Источник
С точки зрения феноменологии, проблема возможности познания, остается неразрешимой загадкой до тех пор, пока имманентное (сознание) и трансцендентное (мир) «рассматриваются в форме онтологически [можно было бы сказать «онтически» - прим. А.С.] фундированной противоположности, которую можно было бы преодолеть только посредством конструирования связующего их «моста»9.

Что же делать в этой безвыходной для традиционных теорий познания ситуации? Гуссерль предлагает, прежде всего, наложить запрет на использование научных фактов и теорий для объяснения познания, осознать, что проблема теории познания лежит в другом - философском - измерении (Dimension), нежели проблемные поля наук. Он пишет: «В естественной сфере исследований одна наука может без всяких оговорок выстраиваться на другой и одна наука может служить методическим образцом для другой, хотя и лишь в известных объемах, определенных и ограниченных характером соответствующей области исследования. Но философия лежит в некотором совершенно новом измерении. Она нуждается и в совершенно новых исходных пунктах и в совершенно новом методе, который принципиальным образом отличает ее от любой «естественной» науки. А это также означает, что чистая философия в пределах совокупной критики познания и «критических» дисциплин вообще должна отвлечься от всей проделанной в естественных науках [здесь имеются ввиду все «науки естественной установки» (natuerliche Wissenschaften), а не только естественные науки, «науки о природе» (Naturwissenschaften) в собственном смысле - прим. А.С.] и в научно

8 Ibid. S.21.

Набор заданий
1. Перескажите короче абзац фрагмента о феноменологии, который начинается словами «С точки зрения феноменологии», и сохраните его главную мысль.
2. Продолжите фрагмент о феноменологии с места, на котором он заканчивается.

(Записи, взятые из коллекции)
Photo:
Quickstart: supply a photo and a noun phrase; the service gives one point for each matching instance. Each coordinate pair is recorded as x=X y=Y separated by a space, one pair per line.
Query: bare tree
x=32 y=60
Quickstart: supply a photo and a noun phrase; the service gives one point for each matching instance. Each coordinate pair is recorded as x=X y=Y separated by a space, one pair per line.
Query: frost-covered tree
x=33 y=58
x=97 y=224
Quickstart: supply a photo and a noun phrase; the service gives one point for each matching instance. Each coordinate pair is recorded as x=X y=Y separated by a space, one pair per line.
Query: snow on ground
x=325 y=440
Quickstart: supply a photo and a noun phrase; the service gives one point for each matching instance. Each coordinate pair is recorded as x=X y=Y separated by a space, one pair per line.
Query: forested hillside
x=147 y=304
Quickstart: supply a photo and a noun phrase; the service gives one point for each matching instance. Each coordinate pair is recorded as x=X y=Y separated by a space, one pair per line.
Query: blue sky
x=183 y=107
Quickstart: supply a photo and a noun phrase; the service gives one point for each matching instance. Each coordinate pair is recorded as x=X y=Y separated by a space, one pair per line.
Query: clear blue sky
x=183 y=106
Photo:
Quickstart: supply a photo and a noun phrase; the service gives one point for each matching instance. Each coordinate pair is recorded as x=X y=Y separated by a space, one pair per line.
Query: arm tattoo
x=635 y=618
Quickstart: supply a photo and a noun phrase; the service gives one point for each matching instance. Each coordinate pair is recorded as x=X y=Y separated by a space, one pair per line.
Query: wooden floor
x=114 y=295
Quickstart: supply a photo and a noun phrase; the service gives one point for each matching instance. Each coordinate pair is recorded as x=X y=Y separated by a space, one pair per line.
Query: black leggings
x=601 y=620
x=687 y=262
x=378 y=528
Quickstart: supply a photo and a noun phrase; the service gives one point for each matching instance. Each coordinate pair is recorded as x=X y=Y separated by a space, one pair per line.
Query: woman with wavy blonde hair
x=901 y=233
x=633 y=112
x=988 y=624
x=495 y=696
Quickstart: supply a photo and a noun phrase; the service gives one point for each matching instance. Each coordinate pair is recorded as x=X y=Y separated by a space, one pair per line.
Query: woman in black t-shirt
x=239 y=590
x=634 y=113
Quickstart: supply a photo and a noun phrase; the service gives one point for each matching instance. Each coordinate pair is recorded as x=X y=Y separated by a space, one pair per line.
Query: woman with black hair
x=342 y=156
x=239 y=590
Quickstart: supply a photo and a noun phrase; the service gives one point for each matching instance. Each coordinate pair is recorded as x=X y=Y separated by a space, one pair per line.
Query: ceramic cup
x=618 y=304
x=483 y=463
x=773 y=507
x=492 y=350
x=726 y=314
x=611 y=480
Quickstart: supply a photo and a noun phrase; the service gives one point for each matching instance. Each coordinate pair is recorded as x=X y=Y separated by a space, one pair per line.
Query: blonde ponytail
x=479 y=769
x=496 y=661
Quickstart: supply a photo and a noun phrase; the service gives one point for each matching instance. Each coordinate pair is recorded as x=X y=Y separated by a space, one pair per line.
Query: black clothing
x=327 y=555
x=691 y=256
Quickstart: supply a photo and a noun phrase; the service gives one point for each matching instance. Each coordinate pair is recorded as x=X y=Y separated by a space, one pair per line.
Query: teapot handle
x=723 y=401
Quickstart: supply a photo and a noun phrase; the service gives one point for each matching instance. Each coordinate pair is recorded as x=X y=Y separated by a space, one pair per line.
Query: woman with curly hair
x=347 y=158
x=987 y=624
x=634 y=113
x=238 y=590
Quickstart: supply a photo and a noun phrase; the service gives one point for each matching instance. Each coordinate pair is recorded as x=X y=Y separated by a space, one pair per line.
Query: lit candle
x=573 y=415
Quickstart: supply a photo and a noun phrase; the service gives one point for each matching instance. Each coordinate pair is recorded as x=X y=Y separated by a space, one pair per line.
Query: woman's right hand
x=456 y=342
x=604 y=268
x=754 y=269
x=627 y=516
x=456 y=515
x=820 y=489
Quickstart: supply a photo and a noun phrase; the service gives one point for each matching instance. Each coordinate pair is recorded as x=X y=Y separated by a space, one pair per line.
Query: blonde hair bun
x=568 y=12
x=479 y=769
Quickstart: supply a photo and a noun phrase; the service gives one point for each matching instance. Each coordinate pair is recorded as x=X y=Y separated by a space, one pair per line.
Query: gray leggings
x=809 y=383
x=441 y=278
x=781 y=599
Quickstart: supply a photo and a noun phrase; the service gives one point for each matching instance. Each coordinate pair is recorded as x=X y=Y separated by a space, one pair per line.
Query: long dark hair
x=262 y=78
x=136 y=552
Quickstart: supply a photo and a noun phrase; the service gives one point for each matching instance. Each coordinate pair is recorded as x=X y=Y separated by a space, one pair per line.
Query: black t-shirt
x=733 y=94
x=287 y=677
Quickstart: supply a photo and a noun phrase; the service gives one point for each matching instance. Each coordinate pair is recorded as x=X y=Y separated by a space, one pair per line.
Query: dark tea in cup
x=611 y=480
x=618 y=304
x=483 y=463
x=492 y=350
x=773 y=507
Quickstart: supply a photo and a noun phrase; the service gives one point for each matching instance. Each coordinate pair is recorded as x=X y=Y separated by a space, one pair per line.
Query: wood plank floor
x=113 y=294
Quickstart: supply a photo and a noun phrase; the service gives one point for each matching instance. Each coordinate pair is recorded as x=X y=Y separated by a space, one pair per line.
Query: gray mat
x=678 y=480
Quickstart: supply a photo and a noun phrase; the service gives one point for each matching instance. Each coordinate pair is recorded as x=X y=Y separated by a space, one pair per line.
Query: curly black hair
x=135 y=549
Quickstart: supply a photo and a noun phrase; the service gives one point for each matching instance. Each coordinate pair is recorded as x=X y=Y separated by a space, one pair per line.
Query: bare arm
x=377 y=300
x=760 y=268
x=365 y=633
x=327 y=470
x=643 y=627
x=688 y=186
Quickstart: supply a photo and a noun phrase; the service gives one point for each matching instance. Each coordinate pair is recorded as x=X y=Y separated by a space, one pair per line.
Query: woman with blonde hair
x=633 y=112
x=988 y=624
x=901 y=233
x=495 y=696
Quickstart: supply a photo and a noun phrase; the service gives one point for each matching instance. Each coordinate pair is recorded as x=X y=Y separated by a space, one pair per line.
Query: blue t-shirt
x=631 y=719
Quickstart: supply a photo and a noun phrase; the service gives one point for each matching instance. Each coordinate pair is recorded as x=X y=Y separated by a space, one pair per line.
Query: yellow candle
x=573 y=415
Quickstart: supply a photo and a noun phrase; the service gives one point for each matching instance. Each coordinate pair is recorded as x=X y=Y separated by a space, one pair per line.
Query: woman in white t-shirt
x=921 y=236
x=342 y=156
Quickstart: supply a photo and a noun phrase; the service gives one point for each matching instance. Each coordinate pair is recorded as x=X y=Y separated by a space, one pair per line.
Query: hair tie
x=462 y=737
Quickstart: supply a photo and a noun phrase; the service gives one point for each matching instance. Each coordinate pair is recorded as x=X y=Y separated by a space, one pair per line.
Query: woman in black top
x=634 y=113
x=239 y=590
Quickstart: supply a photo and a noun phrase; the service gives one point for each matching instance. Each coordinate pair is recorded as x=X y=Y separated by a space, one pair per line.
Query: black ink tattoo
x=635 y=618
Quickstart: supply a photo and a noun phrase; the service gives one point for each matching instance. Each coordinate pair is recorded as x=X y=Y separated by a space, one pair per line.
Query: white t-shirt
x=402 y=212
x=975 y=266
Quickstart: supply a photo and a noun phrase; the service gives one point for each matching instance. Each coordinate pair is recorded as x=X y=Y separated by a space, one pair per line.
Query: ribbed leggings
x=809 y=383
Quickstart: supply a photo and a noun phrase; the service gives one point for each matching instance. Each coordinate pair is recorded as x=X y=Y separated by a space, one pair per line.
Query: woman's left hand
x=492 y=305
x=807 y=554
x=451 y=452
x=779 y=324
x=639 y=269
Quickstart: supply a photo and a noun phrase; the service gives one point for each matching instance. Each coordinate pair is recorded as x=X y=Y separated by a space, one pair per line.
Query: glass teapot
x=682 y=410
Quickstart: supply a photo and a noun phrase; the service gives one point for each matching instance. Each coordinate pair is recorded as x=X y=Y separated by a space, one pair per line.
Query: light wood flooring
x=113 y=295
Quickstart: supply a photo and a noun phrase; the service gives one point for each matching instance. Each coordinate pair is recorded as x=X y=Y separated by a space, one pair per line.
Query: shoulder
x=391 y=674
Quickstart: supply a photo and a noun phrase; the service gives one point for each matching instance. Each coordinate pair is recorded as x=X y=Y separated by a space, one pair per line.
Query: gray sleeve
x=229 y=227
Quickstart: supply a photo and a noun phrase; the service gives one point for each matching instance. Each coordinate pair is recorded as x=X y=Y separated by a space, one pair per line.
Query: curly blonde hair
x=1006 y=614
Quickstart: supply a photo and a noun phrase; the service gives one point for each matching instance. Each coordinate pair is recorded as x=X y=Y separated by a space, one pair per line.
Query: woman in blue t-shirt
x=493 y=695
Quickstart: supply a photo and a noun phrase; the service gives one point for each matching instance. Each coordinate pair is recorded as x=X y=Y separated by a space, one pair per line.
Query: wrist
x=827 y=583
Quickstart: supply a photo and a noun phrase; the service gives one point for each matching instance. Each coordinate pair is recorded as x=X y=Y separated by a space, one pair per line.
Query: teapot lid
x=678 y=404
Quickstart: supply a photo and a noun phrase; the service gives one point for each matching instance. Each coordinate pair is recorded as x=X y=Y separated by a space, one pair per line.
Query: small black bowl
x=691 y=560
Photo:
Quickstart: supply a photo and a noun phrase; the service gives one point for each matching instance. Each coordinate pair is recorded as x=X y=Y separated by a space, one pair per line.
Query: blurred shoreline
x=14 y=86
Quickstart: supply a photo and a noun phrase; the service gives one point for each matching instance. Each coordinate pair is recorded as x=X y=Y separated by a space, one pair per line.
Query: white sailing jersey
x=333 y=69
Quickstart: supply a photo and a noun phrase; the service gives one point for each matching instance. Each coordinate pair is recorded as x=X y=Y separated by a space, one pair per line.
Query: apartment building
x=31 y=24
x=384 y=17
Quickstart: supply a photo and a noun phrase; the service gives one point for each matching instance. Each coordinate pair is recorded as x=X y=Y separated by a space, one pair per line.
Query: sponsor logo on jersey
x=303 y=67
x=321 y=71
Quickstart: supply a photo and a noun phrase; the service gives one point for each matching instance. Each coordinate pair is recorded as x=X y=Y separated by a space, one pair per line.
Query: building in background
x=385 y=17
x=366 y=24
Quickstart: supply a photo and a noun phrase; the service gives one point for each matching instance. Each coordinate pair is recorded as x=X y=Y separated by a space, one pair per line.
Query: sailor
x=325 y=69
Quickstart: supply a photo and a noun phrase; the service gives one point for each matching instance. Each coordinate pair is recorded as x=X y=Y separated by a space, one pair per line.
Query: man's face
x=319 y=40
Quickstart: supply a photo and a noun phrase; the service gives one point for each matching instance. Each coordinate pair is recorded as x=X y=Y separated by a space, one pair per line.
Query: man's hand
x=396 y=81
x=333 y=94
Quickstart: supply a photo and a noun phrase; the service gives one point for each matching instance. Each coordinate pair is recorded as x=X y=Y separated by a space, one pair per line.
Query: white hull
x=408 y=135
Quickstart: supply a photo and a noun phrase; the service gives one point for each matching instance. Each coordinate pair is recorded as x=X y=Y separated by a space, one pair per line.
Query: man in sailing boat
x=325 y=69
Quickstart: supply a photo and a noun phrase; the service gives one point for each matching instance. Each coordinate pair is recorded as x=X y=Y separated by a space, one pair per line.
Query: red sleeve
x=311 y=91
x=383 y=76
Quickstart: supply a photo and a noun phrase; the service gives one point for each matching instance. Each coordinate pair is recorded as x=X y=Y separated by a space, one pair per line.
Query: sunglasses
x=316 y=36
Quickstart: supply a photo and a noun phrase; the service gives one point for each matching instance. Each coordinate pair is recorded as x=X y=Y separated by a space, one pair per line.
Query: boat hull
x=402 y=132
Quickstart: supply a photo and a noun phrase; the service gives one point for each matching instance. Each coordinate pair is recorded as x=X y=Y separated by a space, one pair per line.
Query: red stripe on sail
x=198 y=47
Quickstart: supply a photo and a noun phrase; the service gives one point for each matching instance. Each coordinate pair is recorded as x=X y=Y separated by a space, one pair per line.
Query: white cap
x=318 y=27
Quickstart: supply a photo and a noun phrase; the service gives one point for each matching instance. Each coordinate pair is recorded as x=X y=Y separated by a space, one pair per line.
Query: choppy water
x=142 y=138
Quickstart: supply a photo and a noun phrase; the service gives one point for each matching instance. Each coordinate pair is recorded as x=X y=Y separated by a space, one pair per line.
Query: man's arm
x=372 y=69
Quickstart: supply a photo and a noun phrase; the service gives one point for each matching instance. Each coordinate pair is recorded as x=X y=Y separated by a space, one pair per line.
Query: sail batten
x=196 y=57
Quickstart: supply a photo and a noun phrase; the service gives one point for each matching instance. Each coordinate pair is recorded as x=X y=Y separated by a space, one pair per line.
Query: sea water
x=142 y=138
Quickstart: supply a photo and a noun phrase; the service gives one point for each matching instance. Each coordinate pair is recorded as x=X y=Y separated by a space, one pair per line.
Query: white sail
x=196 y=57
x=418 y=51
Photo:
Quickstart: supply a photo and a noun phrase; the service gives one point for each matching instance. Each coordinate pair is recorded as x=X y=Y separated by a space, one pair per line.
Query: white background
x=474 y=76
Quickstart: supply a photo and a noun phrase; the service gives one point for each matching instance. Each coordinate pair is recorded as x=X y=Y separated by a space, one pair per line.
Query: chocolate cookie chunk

Ответы к упражнению
1. Для феноменологии вопрос о возможности познания останется неразрешимым, пока сознание (имманентное) и мир (трансцендентное) рассматриваются как онтологически обоснованная противоположность. Такую противоположность можно преодолеть, только если построить между ними связующий «мост».

2.
9 Bernet R., Kern I., Marbach E. Edmund Husserl: Darstellung seines Denkens. - 2. verb. Aufl. - Hamburg; Meiner, 1996. S. 52.

неорганизованной мудрости и познании (Kunde) мыслительной работы и не должна пользоваться ею»10.

Именно для того, чтобы открыть и удержать философское измерение теоретико-познавательного вопрошания и исследования Гуссерль и выполняет операции эпохе и редукции. Несмотря на вполне кантианскую постановку проблемы познания и на усмотрение способа ее решения в критике разума, эпохе и редукция вводятся Гуссерлем в «Идее феноменологии» на картезианском пути через картезианское размышление-сомнение (Zweifelsbetrachtung). Керн пишет: «Введение феноменологической редукции в лекциях летнего семестра 1907 года, как представляется, ... не восходит непосредственно к углубленному разбору Канта и Наторпа. Это подтверждает форма феноменологической редукции, представленная в этих лекциях. Она [эта форма] задается в них в первую очередь не кантианской, а картезианской мыслью, а именно, идеей начала философии в абсолютно данном (в абсолютной очевидности) и в эпохе в отношении всего того, что не соответствует этому требованию. О Канте определенно говорится, что у него отсутствует понятие феноменологической редукции»11.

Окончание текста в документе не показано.